## Task goal
Reproduce the records from the start through the line containing "[[269, 603, 419, 744]]", replacing every "Pick out" with "Locate" and leaving everything else unchanged.

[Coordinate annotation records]
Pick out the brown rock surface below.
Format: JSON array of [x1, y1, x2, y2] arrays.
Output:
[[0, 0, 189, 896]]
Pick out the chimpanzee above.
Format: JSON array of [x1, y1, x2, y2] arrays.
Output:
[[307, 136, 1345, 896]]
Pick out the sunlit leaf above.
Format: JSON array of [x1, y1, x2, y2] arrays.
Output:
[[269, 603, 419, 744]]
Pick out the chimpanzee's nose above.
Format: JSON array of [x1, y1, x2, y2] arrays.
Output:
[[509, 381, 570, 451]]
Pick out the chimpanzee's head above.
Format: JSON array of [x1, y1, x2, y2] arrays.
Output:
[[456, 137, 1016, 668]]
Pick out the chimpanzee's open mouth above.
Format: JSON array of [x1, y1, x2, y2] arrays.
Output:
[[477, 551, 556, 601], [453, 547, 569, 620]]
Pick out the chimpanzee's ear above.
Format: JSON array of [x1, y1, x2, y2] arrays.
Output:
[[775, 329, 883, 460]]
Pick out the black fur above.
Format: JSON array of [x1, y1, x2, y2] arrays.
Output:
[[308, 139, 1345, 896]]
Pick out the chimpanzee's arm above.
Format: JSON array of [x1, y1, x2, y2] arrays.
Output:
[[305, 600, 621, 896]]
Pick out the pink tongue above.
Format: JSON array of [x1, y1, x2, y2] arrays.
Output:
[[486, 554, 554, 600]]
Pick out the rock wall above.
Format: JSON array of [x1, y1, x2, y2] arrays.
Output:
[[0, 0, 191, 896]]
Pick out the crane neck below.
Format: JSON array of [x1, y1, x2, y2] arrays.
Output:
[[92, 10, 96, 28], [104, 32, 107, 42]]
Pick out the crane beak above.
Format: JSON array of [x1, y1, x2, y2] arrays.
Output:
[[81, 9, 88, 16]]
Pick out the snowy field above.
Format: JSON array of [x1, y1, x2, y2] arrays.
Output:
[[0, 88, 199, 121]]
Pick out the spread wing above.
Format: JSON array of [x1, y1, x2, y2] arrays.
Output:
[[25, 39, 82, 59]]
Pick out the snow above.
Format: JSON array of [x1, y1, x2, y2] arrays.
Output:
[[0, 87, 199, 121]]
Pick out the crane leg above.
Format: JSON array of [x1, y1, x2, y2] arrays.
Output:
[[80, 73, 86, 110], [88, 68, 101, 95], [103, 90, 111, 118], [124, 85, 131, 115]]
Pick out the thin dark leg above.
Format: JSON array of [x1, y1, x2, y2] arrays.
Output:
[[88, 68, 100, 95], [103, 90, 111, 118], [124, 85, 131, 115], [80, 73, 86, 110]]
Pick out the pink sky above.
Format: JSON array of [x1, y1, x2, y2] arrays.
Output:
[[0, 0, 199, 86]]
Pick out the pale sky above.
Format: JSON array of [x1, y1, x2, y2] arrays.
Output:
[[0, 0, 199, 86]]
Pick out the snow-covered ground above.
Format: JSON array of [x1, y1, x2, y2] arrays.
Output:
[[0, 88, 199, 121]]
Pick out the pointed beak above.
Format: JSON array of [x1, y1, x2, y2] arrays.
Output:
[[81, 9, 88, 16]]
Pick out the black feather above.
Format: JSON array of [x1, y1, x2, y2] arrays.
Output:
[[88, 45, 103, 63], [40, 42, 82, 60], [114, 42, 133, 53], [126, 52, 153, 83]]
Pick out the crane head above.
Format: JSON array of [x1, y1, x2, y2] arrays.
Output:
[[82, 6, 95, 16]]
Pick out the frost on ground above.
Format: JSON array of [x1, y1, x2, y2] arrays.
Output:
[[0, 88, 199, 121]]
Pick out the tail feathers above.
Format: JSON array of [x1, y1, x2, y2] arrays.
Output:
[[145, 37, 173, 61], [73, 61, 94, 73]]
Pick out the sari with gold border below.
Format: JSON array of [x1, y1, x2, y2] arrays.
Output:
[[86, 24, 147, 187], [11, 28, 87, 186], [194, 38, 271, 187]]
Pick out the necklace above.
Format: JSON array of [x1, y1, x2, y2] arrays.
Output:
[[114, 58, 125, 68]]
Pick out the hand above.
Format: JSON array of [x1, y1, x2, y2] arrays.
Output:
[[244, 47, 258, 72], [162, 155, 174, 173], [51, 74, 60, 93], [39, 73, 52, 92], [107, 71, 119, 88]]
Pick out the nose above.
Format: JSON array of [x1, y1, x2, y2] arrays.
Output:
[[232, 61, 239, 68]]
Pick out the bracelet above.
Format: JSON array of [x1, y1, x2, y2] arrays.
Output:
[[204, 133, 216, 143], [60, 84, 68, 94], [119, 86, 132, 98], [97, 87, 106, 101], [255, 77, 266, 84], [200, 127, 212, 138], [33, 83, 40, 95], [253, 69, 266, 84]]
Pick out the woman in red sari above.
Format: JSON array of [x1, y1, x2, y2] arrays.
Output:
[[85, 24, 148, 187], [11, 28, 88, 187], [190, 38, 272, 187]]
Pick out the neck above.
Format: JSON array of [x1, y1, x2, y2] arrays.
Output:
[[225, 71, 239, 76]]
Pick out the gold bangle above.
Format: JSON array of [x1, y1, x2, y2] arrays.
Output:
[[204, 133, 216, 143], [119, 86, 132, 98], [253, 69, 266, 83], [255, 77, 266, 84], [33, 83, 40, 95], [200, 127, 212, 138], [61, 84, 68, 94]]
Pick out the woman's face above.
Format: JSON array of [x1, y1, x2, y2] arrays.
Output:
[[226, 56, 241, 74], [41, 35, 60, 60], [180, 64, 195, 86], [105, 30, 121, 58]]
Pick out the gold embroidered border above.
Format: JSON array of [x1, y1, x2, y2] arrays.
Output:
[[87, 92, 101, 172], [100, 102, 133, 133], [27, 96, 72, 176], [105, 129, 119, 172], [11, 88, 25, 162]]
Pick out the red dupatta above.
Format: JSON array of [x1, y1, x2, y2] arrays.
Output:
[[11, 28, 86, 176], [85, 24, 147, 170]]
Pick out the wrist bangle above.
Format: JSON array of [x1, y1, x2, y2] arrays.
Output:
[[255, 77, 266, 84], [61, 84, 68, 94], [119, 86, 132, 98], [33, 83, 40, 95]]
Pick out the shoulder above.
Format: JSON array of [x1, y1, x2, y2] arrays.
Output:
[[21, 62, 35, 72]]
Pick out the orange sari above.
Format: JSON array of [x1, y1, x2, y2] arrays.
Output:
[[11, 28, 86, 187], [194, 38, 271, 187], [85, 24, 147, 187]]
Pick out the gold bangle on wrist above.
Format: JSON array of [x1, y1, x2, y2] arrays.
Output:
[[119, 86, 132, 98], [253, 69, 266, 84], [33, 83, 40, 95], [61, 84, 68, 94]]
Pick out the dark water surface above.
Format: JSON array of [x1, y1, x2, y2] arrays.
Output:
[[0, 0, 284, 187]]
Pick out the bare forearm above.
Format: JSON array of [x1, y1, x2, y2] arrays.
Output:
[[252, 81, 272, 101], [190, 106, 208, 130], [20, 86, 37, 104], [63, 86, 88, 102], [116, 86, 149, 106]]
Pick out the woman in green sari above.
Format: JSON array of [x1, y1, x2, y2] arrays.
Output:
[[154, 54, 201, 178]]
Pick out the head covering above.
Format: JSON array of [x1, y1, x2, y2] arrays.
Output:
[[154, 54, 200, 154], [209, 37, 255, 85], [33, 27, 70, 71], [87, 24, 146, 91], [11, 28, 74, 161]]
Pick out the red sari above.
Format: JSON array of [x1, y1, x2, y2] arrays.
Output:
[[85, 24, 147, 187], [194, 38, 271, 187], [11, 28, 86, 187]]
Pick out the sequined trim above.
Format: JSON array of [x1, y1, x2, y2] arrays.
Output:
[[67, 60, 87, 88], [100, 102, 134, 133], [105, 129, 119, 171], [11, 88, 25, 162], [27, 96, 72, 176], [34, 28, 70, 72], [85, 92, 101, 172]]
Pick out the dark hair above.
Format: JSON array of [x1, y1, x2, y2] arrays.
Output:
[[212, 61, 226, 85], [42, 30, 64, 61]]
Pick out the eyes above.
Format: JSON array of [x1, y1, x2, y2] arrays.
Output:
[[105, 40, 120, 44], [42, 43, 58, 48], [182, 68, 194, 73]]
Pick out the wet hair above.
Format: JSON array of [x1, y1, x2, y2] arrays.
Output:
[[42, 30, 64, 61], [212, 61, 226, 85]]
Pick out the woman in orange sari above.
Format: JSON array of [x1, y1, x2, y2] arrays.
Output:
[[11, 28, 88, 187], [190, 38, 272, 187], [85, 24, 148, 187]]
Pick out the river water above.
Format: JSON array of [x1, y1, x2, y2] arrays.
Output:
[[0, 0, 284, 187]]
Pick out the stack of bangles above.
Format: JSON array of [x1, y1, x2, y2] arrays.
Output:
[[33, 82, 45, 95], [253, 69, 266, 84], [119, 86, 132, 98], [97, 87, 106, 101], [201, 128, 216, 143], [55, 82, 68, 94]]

## Solution to the exercise
Locate the brown rock surface below.
Format: JSON array of [x1, y1, x2, y2] arrays.
Output:
[[0, 0, 189, 896]]
Locate the chimpanzee above.
Format: JSON array of [x1, y1, x2, y2] arrays.
Output:
[[307, 136, 1345, 896]]
Locate the sunlit leaf above.
Format: JSON array of [x1, y1, x2, y2] arrays.
Output:
[[269, 603, 419, 744]]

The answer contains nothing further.